12 / 1994
For the purpose of determining IQ performance tests from the Wechsler series (Wechsler Intelligence Scale for Children, WISCH-R or Weschler Adult Intelligence Scale, WAIS)or the SON (Snijders-Oomen Non-Verbal Intelligence Test)series were administered. The average IQ in the research group (89)is much lower (15 points)than the IQ score in the control group (104). This sizable difference may be attributed largely to the fact that the target group, unlike the control group, includes 11 mentally retarded children from an institution for children with multiple handicaps. The caregiving environment of the target group differs in a number of respects from that control group. Fewer children from the target group grow up in two-parents family (58,7% versus 68,9%); they are more often raised outside the family, particularly in an institution (6,5% versus 0%)or by relatives (5,5% versus 0%). Children from the research group also spend more time in an institution voluntarily (46% versus 2,7%)while the family remains the primary caregiving environment. Parents of children in the target group are less frequently of Dutch origin (62% versus 90% of the mothers, and 62% versus 79% of the fathers).
Three disorders, as defined by the DSM3-R criteria, are found significantly more often in the target group : mental retardation/borderline intellectual functioning (41,3% versus 7,9% in the control group), pervasive developmental disorder (15,2% versus 5,8%)and oppositional-defiant behaviour (27,2% versus 17,5%). The classifications depression and dysthymia appear significantly less frequently in the target group (18,5% versus 30,8%). Within the target group the DSM3-R classifications appear to be significantly correlated with 3 variables, namely "sex", "age at onset of hearing impairment" and "etiology of hearing impairment".
The variables degree and type of hearing loss, use of residual hearing, age at which impairment was detected, and time between onset and detection of auditory handicap, as well as hearing status of parents, show no direct link with the psychiatric problems.

Your instructions :: Repeat the part of the hearing impairment study text starting at "The variables degree" and ending at "the psychiatric problems.".

Recorded data ::
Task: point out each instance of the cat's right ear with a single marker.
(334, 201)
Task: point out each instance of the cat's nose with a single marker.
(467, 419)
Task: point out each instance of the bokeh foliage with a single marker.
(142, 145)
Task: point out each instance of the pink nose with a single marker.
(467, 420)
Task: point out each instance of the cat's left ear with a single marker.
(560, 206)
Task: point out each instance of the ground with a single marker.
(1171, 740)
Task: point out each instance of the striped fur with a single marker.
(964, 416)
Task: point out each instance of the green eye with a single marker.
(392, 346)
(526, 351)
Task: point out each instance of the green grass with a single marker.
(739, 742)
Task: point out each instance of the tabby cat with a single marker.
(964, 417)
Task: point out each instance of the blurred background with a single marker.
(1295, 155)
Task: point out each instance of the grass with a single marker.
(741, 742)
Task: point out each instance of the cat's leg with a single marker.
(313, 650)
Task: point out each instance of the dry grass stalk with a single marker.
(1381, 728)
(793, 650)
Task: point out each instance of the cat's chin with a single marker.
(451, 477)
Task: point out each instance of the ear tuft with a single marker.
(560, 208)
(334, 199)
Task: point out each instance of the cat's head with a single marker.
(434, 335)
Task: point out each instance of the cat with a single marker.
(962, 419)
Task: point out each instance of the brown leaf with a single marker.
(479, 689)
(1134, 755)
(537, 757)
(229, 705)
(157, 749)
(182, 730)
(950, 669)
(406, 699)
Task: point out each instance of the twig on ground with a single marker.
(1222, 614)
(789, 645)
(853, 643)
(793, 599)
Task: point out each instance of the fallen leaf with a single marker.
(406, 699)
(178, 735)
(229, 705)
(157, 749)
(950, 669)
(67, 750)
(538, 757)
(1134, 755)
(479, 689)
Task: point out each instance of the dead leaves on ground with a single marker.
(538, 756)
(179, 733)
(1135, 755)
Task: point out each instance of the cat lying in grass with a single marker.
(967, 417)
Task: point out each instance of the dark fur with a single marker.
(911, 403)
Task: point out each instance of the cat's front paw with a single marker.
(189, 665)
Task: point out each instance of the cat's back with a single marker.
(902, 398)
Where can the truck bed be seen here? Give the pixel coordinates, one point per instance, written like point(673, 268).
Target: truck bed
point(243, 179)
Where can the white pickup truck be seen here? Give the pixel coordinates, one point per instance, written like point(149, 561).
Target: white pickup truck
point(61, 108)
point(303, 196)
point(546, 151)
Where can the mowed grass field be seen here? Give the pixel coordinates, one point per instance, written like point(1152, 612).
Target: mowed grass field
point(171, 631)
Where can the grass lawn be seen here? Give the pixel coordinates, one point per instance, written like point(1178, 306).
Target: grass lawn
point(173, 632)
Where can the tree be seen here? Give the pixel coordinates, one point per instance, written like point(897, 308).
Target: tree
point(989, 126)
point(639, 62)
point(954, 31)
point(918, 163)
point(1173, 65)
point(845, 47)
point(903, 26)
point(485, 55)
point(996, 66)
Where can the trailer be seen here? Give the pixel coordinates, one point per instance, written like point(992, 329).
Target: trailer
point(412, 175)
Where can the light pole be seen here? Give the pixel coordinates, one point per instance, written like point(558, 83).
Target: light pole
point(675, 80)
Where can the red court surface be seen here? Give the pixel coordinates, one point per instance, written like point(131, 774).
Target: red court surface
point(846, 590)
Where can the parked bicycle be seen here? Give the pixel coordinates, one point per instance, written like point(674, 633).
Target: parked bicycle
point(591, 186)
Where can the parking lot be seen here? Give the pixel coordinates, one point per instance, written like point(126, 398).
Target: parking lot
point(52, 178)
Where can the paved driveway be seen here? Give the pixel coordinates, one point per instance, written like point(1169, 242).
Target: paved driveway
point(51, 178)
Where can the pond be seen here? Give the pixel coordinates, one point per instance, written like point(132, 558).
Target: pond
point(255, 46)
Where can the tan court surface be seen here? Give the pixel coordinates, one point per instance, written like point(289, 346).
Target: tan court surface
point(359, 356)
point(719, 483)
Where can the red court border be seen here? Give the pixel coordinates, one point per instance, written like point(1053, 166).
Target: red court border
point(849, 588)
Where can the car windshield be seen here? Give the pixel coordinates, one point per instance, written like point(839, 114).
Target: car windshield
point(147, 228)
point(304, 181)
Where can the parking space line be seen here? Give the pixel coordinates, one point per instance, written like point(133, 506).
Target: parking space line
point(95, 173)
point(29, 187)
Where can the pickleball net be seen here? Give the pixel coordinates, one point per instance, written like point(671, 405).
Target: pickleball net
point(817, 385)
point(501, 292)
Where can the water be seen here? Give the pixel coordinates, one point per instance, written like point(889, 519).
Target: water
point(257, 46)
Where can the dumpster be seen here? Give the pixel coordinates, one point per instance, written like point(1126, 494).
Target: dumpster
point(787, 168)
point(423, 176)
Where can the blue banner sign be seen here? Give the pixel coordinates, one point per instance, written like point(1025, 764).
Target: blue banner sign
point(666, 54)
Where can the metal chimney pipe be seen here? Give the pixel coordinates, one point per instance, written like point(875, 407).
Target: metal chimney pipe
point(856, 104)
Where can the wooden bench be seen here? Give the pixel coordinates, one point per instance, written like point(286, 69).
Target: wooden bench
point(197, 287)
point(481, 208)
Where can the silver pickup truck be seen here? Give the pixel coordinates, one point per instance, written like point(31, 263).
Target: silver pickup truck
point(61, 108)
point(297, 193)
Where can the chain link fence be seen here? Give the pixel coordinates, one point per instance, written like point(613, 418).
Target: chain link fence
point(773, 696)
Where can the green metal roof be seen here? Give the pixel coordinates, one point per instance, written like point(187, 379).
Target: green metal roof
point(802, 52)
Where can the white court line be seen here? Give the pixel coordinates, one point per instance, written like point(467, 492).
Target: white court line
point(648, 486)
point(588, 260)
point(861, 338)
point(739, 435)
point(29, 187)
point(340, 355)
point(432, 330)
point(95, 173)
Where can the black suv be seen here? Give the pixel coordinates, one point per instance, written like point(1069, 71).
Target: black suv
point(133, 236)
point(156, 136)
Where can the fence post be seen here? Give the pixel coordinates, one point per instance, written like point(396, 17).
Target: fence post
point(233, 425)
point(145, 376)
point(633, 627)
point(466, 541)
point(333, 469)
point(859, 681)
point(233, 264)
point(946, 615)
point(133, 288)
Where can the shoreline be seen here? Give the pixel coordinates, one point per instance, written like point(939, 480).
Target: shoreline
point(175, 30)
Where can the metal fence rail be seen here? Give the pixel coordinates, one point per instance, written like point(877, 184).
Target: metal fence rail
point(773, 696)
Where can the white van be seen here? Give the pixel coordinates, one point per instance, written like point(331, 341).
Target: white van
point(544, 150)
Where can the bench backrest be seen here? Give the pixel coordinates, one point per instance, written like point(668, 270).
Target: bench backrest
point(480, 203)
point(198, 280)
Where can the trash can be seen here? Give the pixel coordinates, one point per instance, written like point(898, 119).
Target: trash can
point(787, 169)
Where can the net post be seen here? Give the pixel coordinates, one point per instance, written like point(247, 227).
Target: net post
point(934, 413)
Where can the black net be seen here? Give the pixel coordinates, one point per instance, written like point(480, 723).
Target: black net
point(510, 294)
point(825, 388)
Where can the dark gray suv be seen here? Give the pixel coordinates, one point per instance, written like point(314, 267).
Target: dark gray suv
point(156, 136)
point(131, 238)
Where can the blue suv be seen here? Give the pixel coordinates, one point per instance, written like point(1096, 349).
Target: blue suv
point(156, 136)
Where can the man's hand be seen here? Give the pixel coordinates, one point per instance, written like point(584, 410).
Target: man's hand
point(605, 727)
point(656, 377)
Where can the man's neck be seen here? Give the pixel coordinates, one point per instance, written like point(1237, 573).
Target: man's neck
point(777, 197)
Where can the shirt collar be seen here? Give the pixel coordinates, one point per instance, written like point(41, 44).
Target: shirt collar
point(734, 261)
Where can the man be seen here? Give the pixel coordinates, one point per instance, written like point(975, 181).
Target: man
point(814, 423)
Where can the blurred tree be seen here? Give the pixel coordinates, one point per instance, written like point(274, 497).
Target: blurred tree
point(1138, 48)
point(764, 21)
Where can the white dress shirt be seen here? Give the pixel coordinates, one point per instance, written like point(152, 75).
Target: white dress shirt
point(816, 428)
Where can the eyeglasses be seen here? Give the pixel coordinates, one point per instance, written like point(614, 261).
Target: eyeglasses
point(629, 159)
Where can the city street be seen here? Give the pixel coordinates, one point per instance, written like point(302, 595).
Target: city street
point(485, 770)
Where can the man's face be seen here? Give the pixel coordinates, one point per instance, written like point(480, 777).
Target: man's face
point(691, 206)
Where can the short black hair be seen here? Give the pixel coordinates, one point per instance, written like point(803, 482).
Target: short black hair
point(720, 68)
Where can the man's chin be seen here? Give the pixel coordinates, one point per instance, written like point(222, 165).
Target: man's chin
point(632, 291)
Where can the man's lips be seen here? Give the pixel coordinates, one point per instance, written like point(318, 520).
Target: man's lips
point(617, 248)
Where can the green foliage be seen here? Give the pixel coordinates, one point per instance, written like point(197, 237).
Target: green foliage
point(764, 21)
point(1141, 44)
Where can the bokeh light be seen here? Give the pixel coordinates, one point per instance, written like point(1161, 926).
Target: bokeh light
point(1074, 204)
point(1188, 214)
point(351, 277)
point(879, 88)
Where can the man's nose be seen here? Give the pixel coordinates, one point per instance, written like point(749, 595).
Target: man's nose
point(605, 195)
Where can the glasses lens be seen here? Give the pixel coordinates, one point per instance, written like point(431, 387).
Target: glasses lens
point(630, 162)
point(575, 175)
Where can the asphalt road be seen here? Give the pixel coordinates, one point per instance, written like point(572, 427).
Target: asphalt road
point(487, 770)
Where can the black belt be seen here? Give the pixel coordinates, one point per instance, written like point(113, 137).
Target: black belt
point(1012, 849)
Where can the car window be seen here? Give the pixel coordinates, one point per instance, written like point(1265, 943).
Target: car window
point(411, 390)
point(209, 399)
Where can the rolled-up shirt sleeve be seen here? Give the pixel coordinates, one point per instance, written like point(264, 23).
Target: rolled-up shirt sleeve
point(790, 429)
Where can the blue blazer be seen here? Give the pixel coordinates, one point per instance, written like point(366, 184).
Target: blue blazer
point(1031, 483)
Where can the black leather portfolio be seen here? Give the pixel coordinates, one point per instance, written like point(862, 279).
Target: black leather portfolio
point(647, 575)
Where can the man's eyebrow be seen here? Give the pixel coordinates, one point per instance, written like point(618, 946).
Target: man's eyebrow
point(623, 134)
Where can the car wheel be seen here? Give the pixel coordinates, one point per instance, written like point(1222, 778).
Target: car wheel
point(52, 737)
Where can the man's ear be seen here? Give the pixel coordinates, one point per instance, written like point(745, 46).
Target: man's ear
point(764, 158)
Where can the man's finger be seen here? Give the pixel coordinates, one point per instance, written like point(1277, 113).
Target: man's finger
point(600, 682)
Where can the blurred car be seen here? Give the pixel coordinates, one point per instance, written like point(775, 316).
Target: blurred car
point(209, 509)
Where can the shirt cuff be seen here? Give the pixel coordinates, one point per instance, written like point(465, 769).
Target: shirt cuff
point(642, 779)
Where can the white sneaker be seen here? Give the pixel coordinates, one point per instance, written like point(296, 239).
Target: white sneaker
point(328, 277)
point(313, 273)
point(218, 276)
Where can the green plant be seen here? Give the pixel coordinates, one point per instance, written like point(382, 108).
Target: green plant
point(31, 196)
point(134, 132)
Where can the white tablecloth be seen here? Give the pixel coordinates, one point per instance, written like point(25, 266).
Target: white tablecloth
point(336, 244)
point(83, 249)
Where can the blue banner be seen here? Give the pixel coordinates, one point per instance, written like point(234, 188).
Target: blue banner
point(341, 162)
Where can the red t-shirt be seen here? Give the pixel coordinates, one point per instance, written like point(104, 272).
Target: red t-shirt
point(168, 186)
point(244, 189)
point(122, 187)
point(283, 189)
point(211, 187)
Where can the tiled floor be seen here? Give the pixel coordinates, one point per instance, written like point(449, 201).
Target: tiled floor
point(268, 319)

Finished task ::
The variables degree and type of hearing loss, use of residual hearing, age at which impairment was detected, and time between onset and detection of auditory handicap, as well as hearing status of parents, show no direct link with the psychiatric problems.